| Task instructions |
Down to the final line, print the records below exactly and without pictures.

----- Data

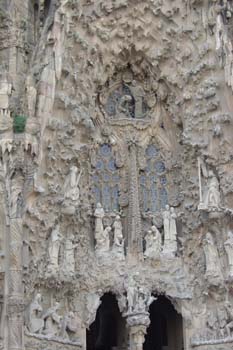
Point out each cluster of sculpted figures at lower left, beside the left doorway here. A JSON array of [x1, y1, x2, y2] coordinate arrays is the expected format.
[[26, 293, 80, 342]]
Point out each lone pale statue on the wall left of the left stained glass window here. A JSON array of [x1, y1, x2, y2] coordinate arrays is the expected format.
[[64, 166, 82, 202]]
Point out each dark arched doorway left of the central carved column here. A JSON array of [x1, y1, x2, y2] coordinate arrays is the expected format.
[[87, 293, 127, 350]]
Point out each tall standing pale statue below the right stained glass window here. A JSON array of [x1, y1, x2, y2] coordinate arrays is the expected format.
[[163, 205, 177, 257]]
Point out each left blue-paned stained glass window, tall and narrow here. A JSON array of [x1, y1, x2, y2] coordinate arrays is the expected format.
[[92, 144, 120, 212]]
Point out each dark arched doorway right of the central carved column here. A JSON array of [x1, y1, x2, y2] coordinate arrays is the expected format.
[[143, 296, 183, 350]]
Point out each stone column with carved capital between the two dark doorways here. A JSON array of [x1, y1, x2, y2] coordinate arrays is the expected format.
[[127, 311, 150, 350]]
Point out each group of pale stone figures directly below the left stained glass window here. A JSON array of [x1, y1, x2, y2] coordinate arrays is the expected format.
[[94, 203, 124, 259]]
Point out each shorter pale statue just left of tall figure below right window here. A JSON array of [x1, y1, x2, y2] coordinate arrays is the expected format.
[[144, 226, 162, 259]]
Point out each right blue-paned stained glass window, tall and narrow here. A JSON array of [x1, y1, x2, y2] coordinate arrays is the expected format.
[[140, 145, 168, 213]]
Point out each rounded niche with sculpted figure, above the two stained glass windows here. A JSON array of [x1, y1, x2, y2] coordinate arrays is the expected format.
[[103, 80, 148, 119]]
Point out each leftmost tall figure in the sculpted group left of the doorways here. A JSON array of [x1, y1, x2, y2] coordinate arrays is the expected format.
[[27, 293, 44, 334]]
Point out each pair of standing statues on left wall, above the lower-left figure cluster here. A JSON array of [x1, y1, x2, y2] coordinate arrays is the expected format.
[[47, 225, 77, 276]]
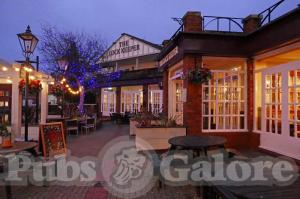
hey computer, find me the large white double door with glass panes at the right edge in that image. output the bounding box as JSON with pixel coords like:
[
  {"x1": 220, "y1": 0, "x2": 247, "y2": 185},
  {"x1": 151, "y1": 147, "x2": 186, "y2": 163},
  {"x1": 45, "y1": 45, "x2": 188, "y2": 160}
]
[{"x1": 261, "y1": 62, "x2": 300, "y2": 159}]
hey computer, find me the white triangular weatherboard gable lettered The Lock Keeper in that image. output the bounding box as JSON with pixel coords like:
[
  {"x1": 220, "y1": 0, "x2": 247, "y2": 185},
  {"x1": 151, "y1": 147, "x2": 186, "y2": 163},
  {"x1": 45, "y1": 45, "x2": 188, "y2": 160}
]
[{"x1": 100, "y1": 34, "x2": 160, "y2": 63}]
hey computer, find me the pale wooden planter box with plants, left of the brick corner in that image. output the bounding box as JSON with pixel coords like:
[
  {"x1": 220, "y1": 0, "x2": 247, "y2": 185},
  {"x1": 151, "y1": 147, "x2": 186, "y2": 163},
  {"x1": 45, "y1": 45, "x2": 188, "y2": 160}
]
[{"x1": 134, "y1": 127, "x2": 186, "y2": 150}]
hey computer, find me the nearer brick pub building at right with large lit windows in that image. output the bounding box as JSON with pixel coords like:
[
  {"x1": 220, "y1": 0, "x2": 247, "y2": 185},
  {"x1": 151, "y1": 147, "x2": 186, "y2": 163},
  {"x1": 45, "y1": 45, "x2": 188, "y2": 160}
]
[{"x1": 158, "y1": 4, "x2": 300, "y2": 160}]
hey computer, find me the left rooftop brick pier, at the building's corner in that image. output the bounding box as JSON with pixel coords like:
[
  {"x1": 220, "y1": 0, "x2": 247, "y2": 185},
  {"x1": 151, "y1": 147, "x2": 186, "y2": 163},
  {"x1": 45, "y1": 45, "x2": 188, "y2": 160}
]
[{"x1": 182, "y1": 11, "x2": 202, "y2": 32}]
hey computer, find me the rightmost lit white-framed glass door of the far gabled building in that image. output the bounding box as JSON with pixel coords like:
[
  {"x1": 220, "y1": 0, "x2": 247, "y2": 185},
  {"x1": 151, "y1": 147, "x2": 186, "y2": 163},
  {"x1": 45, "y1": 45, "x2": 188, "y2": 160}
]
[{"x1": 148, "y1": 90, "x2": 163, "y2": 114}]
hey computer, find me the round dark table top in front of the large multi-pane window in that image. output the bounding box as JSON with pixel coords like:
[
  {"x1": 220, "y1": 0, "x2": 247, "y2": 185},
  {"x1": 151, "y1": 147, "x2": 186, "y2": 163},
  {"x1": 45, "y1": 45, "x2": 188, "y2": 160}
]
[{"x1": 168, "y1": 136, "x2": 226, "y2": 156}]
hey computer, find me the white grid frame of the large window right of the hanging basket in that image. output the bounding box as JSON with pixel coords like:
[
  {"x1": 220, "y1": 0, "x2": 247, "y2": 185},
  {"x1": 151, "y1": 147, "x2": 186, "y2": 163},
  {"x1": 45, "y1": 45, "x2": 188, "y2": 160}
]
[{"x1": 202, "y1": 67, "x2": 248, "y2": 133}]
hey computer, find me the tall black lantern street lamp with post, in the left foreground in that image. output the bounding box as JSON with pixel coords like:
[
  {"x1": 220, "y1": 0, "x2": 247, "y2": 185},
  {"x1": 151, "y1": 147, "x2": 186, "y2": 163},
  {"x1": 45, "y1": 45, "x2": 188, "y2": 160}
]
[{"x1": 17, "y1": 26, "x2": 39, "y2": 141}]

----------

| Output of the exercise |
Point out each cluster of sculpted figures at lower left, beside the left doorway here. A JSON array of [x1, y1, x2, y2] coordinate arrays is the expected format.
[[26, 293, 80, 342]]
Point out each lone pale statue on the wall left of the left stained glass window here. A JSON array of [x1, y1, x2, y2] coordinate arrays is the expected format.
[[64, 166, 82, 202]]
Point out each dark arched doorway left of the central carved column here. A JSON array of [x1, y1, x2, y2] coordinate arrays is the expected format.
[[87, 293, 127, 350]]
Point out each tall standing pale statue below the right stained glass window here. A JSON array of [x1, y1, x2, y2] coordinate arrays is the expected format.
[[163, 205, 177, 257]]
Point out each left blue-paned stained glass window, tall and narrow here. A JSON array of [x1, y1, x2, y2] coordinate arrays is the expected format.
[[92, 144, 120, 212]]
Point out each dark arched doorway right of the central carved column here. A JSON array of [x1, y1, x2, y2] coordinate arrays is the expected format.
[[143, 296, 183, 350]]
Point out each stone column with carved capital between the two dark doorways here. A JSON array of [x1, y1, x2, y2] coordinate arrays is the expected format.
[[127, 311, 150, 350]]
Point out each group of pale stone figures directly below the left stained glass window here. A JSON array of [x1, y1, x2, y2] coordinate arrays is the expected format.
[[94, 203, 124, 259]]
Point out each shorter pale statue just left of tall figure below right window here. A JSON array of [x1, y1, x2, y2] coordinate arrays is the expected format.
[[144, 226, 162, 259]]
Point out each right blue-paned stained glass window, tall and narrow here. A JSON array of [x1, y1, x2, y2] coordinate arrays is the expected format.
[[140, 145, 168, 213]]
Point out each rounded niche with sculpted figure, above the two stained glass windows here. A JSON array of [x1, y1, x2, y2] coordinate arrays is the expected format.
[[103, 80, 148, 119]]
Point out each leftmost tall figure in the sculpted group left of the doorways here. A JSON array of [x1, y1, x2, y2] coordinate arrays is the expected format.
[[27, 293, 44, 334]]
Point out each pair of standing statues on left wall, above the lower-left figure cluster here. A JSON array of [x1, y1, x2, y2] coordinate arrays is the expected format.
[[47, 225, 77, 276]]
hey computer, find me the large white double door with glass panes at the right edge in that image. output the bounding box as JSON with pixel coords like:
[
  {"x1": 220, "y1": 0, "x2": 247, "y2": 185},
  {"x1": 151, "y1": 147, "x2": 186, "y2": 163},
  {"x1": 45, "y1": 45, "x2": 188, "y2": 160}
]
[{"x1": 261, "y1": 62, "x2": 300, "y2": 159}]
hey computer, find me the white triangular weatherboard gable lettered The Lock Keeper in that image. output the bounding box as JSON with pixel coords like:
[
  {"x1": 220, "y1": 0, "x2": 247, "y2": 185},
  {"x1": 151, "y1": 147, "x2": 186, "y2": 163},
  {"x1": 45, "y1": 45, "x2": 188, "y2": 160}
]
[{"x1": 100, "y1": 34, "x2": 160, "y2": 63}]
hey computer, find me the pale wooden planter box with plants, left of the brick corner in that image. output the bounding box as JSON with pixel coords like:
[
  {"x1": 220, "y1": 0, "x2": 247, "y2": 185},
  {"x1": 151, "y1": 147, "x2": 186, "y2": 163},
  {"x1": 45, "y1": 45, "x2": 188, "y2": 160}
]
[{"x1": 134, "y1": 127, "x2": 186, "y2": 150}]
hey computer, find me the nearer brick pub building at right with large lit windows in that image. output the bounding box as JSON with pixel coords like:
[
  {"x1": 220, "y1": 0, "x2": 247, "y2": 185},
  {"x1": 151, "y1": 147, "x2": 186, "y2": 163},
  {"x1": 45, "y1": 45, "x2": 188, "y2": 160}
]
[{"x1": 158, "y1": 4, "x2": 300, "y2": 160}]
hey computer, find me the left rooftop brick pier, at the building's corner in that image. output the bounding box as JSON with pixel coords like:
[
  {"x1": 220, "y1": 0, "x2": 247, "y2": 185},
  {"x1": 151, "y1": 147, "x2": 186, "y2": 163},
  {"x1": 45, "y1": 45, "x2": 188, "y2": 160}
]
[{"x1": 182, "y1": 11, "x2": 202, "y2": 32}]
hey computer, find me the rightmost lit white-framed glass door of the far gabled building in that image. output the bounding box as JSON with pixel coords like:
[
  {"x1": 220, "y1": 0, "x2": 247, "y2": 185},
  {"x1": 151, "y1": 147, "x2": 186, "y2": 163},
  {"x1": 45, "y1": 45, "x2": 188, "y2": 160}
]
[{"x1": 148, "y1": 90, "x2": 163, "y2": 114}]
hey computer, find me the round dark table top in front of the large multi-pane window in that image. output the bounding box as JSON with pixel coords like:
[
  {"x1": 220, "y1": 0, "x2": 247, "y2": 185},
  {"x1": 151, "y1": 147, "x2": 186, "y2": 163},
  {"x1": 45, "y1": 45, "x2": 188, "y2": 160}
]
[{"x1": 168, "y1": 136, "x2": 226, "y2": 156}]
hey computer, find me the white grid frame of the large window right of the hanging basket in that image. output the bounding box as JSON with pixel coords like:
[
  {"x1": 220, "y1": 0, "x2": 247, "y2": 185},
  {"x1": 151, "y1": 147, "x2": 186, "y2": 163},
  {"x1": 45, "y1": 45, "x2": 188, "y2": 160}
]
[{"x1": 202, "y1": 67, "x2": 248, "y2": 133}]
hey computer, find me the tall black lantern street lamp with post, in the left foreground in that image. output the bounding box as JSON with pixel coords like:
[
  {"x1": 220, "y1": 0, "x2": 247, "y2": 185},
  {"x1": 151, "y1": 147, "x2": 186, "y2": 163},
  {"x1": 45, "y1": 45, "x2": 188, "y2": 160}
]
[{"x1": 17, "y1": 26, "x2": 39, "y2": 141}]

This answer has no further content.